> _TEXT_:
——
# Whatchu think of my Candy?



## ChapperIce (Dec 19, 2008)

Since I never really posted one and I'm bored :>


Name: Candy C 
Age: 17 
Sex: Female
Species: Goat
Height: 5'1
Weight: Average

Appearance:
- Hair and fur: Cotton candy pink hair, light grey fur
- Markings: Dark grey fur on wrists and hands and feet and ankles
- Eye color: Darker pink than hair
- Other features: Pink nose, stubbly chin (Either inable to grow a goatee or shaves it off)
Behavior and Personality: Bubbly and shy, gets light headed easily but usually ignores it. It's difficult to know what she's thinking and she acts more innocent than she actually is. 

Skills: Knitting, dancing, singing
Weaknesses: Tin cans..she can't help but devour them. She also can't help dancing to a good beat. Terrified of the dark and some clowns. 

Likes: tin cans, dancing, sweater dresses, looking perty, stripes, and napping, recycling
Dislikes: Falling over, thieves, not being happy, stupid people, people who litter

History: She was born into a broken family and ran away to join the circus when she was eight. The circus sucked, however, so she ran back home until she was fifteen and moved out on her own. She won't talk about any details and it takes alot for her to open up about it.


Clothing/Personal Style: Enjoys sweaters, dresses, cute clothing, especially knit products. Her style varies but it's mostly light, bright colors, especially pink
Picture: http://www.furaffinity.net/view/1461388/ (As well as my icon)

Goal: To clean the planet in the laziest way possible..eating it all.
Profession: Bumbling waitress.. she complains about her job but never gets a new one
Personal quote: Holy Jesus Crackers!
Theme song: Living in the Sunlight - Tiny Tim
Birthdate: March 29, 1991
Star sign: Aries. Year of the sheep as well. 

Favorite food: Tin cans and cake
Favorite drink: Cherry juice
Favorite location: Flowery fields...or shopping centers
Favorite weather: Loves all weather
Favorite color: Surprisingly, it's green. Pink is her second favourite

Least liked food: Doesn't seem to dislike anything.. Not fond of sour foods.
Least liked drink: Soda
Least liked location: The beach..she's shy about wearing bathing suits
Least liked weather: Loves all weather.

Favorite person: Nathan Lane 
Least liked person: Doesn't dislike many people
Friends: EVERYONE, even if she hasn't met them yet!
Relations: One older brother, one mother.
Enemies: Cleaning
Significant other: None 
Orientation: Unsure, willing to try anything once


----------



## KatKry (Dec 19, 2008)
——
> _SUPPLIED RECORDS_:
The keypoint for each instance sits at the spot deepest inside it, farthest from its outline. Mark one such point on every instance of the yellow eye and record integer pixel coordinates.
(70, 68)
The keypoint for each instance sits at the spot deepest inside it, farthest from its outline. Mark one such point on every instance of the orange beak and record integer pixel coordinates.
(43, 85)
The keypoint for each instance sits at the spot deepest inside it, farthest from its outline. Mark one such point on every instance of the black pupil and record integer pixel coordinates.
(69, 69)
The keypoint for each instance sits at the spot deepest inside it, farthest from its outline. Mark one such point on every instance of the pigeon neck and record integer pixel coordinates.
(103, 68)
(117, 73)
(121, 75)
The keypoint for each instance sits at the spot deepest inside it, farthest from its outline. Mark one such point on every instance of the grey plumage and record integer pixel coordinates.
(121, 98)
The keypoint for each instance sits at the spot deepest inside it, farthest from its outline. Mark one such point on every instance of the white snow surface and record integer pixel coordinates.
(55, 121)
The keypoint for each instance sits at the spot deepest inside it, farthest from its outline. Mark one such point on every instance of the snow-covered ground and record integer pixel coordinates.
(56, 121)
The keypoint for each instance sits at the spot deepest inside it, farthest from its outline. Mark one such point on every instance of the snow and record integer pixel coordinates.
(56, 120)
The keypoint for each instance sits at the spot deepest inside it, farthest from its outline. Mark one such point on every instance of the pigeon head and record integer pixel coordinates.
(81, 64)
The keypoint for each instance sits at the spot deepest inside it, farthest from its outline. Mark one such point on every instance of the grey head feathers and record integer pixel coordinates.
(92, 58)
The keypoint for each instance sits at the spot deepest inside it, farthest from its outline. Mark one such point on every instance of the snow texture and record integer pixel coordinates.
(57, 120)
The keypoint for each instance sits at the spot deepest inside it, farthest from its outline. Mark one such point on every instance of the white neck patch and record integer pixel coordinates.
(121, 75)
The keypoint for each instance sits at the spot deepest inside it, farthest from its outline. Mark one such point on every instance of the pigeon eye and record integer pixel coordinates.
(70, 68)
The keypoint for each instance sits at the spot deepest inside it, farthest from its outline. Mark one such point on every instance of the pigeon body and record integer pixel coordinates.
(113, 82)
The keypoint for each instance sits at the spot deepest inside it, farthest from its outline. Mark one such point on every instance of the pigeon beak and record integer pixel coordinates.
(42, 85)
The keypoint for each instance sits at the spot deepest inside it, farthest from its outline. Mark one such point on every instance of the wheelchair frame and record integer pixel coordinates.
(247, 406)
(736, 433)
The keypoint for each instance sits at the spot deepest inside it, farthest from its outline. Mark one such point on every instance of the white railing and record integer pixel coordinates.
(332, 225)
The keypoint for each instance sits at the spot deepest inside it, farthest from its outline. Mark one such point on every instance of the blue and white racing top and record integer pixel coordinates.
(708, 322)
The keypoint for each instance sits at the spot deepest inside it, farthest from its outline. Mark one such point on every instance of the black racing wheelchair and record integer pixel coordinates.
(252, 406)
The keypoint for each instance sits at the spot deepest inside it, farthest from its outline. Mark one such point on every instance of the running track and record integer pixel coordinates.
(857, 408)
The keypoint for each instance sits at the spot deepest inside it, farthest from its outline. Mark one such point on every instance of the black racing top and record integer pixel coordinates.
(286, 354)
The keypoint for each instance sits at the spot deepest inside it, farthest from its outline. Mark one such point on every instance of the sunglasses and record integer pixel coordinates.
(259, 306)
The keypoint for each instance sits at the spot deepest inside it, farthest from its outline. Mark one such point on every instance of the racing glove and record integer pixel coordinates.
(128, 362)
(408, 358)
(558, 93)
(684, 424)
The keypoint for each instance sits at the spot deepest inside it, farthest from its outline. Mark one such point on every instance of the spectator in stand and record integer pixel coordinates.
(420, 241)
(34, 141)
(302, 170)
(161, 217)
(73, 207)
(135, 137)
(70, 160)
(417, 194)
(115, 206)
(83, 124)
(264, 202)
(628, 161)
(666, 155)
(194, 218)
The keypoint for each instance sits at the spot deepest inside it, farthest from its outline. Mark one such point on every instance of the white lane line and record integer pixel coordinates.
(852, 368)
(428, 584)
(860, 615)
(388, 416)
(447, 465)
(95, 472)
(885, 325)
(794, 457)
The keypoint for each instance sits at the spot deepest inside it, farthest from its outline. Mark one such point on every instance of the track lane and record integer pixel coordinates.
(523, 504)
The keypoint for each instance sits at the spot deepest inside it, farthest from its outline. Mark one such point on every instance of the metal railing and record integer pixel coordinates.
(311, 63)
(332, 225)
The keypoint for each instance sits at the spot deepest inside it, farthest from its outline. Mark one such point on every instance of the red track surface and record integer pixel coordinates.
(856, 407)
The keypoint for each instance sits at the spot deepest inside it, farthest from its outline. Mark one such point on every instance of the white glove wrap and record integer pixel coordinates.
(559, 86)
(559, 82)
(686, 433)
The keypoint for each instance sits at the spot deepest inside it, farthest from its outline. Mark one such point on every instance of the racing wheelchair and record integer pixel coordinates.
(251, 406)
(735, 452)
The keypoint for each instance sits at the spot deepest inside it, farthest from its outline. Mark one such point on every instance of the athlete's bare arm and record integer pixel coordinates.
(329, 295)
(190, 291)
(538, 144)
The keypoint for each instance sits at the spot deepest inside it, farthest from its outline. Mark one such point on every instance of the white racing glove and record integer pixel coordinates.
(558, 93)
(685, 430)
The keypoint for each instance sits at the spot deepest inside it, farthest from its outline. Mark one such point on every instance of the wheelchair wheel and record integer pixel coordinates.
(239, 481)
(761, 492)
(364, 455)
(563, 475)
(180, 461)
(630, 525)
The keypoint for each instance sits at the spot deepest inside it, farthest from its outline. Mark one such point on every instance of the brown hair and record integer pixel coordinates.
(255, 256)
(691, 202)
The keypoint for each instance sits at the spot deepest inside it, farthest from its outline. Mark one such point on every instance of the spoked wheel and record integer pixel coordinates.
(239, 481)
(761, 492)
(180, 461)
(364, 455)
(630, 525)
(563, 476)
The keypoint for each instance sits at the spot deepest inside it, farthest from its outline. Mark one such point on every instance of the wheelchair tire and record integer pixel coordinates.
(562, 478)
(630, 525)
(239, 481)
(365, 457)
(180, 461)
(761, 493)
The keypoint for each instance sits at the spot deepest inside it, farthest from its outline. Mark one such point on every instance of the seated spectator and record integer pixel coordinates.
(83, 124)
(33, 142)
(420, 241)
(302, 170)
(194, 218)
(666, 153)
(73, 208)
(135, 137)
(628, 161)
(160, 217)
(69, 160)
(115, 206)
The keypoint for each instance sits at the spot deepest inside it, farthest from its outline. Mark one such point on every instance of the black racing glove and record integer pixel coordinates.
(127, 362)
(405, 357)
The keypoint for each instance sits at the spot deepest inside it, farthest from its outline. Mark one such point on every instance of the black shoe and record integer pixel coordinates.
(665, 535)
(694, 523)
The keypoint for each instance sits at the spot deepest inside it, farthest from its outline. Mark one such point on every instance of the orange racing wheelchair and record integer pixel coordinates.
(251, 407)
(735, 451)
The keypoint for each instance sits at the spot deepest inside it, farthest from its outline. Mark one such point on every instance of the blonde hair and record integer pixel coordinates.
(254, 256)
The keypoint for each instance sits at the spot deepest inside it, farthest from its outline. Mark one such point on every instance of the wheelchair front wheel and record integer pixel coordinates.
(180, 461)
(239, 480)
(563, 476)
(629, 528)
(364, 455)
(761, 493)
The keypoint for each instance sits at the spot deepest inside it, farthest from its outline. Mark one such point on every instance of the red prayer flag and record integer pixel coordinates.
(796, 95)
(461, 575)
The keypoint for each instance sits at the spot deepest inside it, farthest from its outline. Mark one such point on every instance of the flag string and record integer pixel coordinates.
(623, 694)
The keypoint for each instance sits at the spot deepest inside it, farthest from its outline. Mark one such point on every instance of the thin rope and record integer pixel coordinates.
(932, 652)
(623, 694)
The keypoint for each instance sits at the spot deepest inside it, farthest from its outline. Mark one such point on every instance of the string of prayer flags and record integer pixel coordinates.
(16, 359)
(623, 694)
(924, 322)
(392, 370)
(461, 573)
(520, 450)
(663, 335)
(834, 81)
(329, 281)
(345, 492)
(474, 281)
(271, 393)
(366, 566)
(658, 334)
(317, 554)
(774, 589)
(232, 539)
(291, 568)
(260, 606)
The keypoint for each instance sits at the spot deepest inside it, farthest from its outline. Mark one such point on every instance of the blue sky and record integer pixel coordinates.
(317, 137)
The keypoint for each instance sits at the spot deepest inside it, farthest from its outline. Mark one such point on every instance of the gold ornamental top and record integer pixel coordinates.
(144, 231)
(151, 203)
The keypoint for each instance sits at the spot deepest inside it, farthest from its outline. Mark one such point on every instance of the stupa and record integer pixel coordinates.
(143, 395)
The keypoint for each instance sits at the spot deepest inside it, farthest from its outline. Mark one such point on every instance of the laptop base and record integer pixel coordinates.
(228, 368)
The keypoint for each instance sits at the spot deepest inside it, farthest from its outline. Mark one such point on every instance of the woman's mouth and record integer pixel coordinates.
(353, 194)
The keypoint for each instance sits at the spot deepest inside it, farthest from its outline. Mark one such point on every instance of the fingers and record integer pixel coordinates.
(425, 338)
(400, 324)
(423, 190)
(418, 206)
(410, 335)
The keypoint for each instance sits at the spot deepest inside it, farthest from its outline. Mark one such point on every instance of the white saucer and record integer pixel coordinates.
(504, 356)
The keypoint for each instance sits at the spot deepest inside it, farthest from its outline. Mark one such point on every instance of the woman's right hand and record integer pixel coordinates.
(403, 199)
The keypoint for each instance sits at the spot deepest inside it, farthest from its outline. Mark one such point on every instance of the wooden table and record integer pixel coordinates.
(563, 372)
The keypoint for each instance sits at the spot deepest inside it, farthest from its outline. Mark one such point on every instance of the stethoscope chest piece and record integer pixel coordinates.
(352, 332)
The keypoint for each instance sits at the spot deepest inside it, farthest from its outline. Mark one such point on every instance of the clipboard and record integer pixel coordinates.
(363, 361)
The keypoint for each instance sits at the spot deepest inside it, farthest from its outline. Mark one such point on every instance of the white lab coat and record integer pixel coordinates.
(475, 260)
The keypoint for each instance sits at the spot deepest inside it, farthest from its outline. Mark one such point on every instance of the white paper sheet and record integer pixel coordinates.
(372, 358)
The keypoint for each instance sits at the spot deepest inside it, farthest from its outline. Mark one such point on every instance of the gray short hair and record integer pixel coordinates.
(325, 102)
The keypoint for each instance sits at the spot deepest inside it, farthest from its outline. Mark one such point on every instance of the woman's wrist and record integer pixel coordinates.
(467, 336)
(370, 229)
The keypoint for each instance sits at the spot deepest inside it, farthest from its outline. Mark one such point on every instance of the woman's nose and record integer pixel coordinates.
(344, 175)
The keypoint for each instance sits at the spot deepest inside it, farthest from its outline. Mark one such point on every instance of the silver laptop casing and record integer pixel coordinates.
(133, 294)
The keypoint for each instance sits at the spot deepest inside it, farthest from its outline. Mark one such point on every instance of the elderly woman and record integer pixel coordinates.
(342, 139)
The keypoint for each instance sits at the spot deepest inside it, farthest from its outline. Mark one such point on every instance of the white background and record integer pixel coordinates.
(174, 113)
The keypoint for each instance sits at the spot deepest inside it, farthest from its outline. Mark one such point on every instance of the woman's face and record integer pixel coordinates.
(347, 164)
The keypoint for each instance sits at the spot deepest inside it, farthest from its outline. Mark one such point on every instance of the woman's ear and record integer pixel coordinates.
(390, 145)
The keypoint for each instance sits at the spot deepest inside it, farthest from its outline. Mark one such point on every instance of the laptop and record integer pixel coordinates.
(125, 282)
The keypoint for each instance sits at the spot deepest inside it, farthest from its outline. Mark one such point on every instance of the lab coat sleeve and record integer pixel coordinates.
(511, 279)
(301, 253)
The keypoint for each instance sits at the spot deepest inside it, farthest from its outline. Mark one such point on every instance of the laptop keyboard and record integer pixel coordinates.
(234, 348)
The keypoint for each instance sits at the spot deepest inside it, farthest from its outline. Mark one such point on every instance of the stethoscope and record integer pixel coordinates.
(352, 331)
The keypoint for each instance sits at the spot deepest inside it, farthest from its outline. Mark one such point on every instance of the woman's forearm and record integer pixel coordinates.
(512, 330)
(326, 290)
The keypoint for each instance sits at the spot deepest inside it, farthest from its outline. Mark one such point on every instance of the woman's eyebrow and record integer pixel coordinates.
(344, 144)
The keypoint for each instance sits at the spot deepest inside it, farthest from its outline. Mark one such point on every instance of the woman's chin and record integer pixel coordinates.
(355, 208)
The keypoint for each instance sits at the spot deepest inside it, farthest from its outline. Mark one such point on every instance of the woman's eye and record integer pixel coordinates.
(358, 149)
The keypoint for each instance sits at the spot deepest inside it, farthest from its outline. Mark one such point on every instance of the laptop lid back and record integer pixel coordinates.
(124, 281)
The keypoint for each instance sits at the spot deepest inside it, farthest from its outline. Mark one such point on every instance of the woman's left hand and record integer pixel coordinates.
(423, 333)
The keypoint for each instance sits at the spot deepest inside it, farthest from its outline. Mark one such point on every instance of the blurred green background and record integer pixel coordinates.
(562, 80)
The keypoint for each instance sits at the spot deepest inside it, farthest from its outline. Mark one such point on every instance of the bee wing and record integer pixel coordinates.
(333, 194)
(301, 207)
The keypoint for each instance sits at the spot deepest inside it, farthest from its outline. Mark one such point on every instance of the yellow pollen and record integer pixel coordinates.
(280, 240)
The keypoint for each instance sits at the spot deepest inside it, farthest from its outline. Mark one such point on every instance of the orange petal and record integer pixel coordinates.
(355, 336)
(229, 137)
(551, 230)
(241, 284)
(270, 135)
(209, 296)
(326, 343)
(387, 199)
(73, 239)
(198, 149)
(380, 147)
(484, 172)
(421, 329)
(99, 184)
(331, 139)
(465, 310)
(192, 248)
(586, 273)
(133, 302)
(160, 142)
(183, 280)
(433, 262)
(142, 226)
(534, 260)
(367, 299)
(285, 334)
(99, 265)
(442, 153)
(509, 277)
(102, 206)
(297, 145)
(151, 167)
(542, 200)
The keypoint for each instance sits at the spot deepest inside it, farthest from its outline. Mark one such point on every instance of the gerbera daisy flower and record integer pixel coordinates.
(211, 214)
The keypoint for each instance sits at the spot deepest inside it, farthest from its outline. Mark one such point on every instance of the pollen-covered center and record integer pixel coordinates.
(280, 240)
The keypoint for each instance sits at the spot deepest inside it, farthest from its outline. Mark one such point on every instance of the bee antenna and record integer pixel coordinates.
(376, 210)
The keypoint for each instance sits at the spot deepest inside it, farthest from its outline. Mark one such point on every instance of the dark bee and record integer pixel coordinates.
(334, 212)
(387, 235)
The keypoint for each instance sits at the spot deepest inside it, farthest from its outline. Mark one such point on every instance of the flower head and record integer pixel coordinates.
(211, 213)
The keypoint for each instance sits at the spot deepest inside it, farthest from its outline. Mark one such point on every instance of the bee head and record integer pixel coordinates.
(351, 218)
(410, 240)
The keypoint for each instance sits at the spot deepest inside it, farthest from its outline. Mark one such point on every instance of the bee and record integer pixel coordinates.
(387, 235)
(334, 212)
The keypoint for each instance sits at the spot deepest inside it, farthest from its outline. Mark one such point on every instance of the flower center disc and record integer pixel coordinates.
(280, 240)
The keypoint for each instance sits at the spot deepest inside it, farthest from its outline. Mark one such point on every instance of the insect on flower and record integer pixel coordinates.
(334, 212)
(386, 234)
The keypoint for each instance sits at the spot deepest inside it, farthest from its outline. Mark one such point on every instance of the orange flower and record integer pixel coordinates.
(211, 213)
——
> _WRITTEN INSTRUCTION 1_:
According to the Candy profile, at what age did Candy run away to join the circus?
> _WRITTEN INSTRUCTION 2_:
Transcribe the stretch of the Candy profile from "Least liked drink: Soda" through "met them yet!".
> _WRITTEN INSTRUCTION 3_:
Go on with the Candy profile thread from the point where it stops.
The entries are separate material, unrelated to the Candy profile.

> _RIGHT ANSWER 1_:
She was eight.

> _RIGHT ANSWER 2_:
Least liked drink: Soda
Least liked location: The beach..she's shy about wearing bathing suits
Least liked weather: Loves all weather.

Favorite person: Nathan Lane 
Least liked person: Doesn't dislike many people
Friends: EVERYONE, even if she hasn't met them yet!

> _RIGHT ANSWER 3_:
I like her and I think my fursona would too. Look at my furona's profile and under food you'll see "Likes anything sweet"


----------



## ChapperIce (Dec 19, 2008)

Squeee <3


----------



## KatKry (Dec 19, 2008)

Epecially candy.


----------



## ChapperIce (Dec 19, 2008)

Candy likes cake :>


----------



## PriestRevan (Dec 19, 2008)

Interesting character.

Of all things, though, I'm just happy your female character looks like a girl.


----------



## ChapperIce (Dec 19, 2008)

PriestRevan said:


> Interesting character.
> 
> Of all things, though, I'm just happy your female character looks like a girl.



Hahaha what? xD Of course she does <3


----------



## MonkeyHead (Dec 20, 2008)

well, see, a lot of people like makin their fursonas tomboys or girlybois. I think it's refreshing to see someone who doesn't follow the coal train blindly (whatever the hell that means). Anyways yeah, ur fursona is awesome.
and cute. ^3^
It's nice to see someone who's vaguely original in their animal. Honestly, the appeal of wolves and dragons runs down pretty quick if you ask me. *shot for being a blasphemer*
I've always wondered what it's like eating a tin can though. I would think that the tin molecules would mess with your lungs, but hell, what do I know? Goats can eat damned near anything and survive. Yay goats!


----------



## ChapperIce (Dec 20, 2008)

MonkeyHead said:


> well, see, a lot of people like makin their fursonas tomboys or girlybois. I think it's refreshing to see someone who doesn't follow the coal train blindly (whatever the hell that means). Anyways yeah, ur fursona is awesome.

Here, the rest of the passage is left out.